- **Problem details**
Can you output the listing below verbatim, from the line with "Practice step: locate the white shoe" up to and including the line with "x=306, y=178", and nothing else?

★ ★ ★ ★ ★ ★ ★

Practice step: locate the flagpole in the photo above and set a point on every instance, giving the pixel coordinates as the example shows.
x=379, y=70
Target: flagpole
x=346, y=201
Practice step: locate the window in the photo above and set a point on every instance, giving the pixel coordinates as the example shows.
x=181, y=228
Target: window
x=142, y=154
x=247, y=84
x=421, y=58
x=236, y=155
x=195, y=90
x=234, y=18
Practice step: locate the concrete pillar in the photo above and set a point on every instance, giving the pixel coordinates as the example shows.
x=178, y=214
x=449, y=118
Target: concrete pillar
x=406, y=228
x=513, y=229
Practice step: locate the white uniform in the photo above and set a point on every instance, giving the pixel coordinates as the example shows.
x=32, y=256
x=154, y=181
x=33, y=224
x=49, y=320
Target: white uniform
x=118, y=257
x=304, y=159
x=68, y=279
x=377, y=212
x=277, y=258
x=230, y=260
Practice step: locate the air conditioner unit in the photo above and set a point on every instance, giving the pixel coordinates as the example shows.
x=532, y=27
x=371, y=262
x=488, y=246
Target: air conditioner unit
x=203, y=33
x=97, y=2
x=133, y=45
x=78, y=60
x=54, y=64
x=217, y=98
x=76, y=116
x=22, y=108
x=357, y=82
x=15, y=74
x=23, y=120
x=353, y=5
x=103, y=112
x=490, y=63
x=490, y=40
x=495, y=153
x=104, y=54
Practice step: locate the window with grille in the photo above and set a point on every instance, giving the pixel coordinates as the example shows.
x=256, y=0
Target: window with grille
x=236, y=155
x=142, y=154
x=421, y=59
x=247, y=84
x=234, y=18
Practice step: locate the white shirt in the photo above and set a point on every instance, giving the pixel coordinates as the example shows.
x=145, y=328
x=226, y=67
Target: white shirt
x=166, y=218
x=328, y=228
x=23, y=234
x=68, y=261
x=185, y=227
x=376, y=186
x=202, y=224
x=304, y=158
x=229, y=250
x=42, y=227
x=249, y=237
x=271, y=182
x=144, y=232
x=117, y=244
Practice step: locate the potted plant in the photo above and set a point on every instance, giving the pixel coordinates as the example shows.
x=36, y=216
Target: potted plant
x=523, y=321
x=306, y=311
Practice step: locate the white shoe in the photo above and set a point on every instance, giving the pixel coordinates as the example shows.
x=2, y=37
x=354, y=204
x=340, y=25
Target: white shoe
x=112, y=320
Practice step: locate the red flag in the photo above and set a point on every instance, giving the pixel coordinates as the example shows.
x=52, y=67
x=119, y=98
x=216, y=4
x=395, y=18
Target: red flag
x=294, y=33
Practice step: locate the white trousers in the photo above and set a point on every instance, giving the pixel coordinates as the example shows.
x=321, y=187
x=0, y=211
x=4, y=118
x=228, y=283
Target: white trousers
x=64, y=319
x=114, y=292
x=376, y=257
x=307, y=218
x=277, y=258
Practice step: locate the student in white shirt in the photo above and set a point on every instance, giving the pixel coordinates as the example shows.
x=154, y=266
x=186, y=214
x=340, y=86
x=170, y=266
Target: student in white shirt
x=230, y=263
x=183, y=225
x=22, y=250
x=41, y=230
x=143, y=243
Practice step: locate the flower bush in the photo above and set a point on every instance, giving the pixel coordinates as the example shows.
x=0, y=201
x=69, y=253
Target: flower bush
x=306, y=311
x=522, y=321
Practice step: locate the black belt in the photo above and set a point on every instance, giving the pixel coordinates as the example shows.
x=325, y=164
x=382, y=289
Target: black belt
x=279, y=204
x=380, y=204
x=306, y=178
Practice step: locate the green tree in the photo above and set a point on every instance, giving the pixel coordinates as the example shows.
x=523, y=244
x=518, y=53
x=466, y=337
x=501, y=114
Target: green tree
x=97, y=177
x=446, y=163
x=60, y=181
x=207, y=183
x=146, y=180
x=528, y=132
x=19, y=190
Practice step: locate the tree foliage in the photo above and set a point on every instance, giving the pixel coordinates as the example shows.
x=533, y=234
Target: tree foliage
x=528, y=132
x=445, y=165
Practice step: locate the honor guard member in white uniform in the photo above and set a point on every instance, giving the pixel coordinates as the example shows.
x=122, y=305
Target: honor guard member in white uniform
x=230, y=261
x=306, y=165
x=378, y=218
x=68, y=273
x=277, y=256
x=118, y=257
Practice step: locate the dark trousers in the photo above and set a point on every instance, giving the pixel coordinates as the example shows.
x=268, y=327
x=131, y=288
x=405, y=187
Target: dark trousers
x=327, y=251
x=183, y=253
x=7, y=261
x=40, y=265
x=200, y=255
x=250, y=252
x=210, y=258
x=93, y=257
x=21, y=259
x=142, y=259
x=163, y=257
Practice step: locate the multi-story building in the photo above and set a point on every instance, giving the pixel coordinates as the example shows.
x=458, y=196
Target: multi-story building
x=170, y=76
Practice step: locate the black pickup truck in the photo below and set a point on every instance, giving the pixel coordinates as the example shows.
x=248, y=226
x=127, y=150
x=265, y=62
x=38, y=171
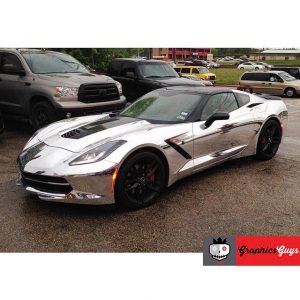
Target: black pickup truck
x=140, y=76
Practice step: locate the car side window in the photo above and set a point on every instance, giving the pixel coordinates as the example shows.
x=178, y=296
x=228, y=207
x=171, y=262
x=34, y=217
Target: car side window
x=242, y=99
x=185, y=70
x=223, y=102
x=11, y=62
x=275, y=78
x=127, y=67
x=294, y=72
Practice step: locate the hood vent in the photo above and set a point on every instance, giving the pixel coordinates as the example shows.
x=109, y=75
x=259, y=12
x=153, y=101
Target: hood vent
x=71, y=134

★ ★ ★ ★ ★ ★ ★

- **Worked solution**
Practice step: locate the white shoe in the photo above and set a point on every instance, giving the pixel coordinates as the example shows.
x=2, y=37
x=354, y=204
x=340, y=25
Target: white shoe
x=112, y=320
Practice step: locate the red flag in the photo above and set a point on every instance, giving the pixel coordinates as the example shows.
x=52, y=67
x=119, y=98
x=216, y=4
x=395, y=18
Target: red flag
x=294, y=33
Practice step: locate the white trousers in the photo above and set a point on every instance, giving the pixel coordinates as the example shows.
x=321, y=187
x=0, y=211
x=4, y=118
x=228, y=283
Target: white trousers
x=64, y=319
x=114, y=292
x=376, y=257
x=307, y=218
x=277, y=258
Practice step: locate the student in white shirt in the photo above and set a point on every instance, giving the pixel coordinates as the example shows.
x=154, y=266
x=186, y=214
x=340, y=86
x=170, y=266
Target: student in white shirt
x=230, y=263
x=183, y=225
x=22, y=250
x=41, y=230
x=143, y=243
Practice step: locate the flower bush in the photo above and set a point on every instance, giving the pixel coordinates as the example shows.
x=0, y=201
x=69, y=253
Target: flower bush
x=306, y=311
x=522, y=321
Practice step: locate the black belt in the photo above and set a point on every instance, giving the pixel coordinates as the example shows.
x=325, y=164
x=382, y=289
Target: black belt
x=279, y=204
x=380, y=204
x=306, y=178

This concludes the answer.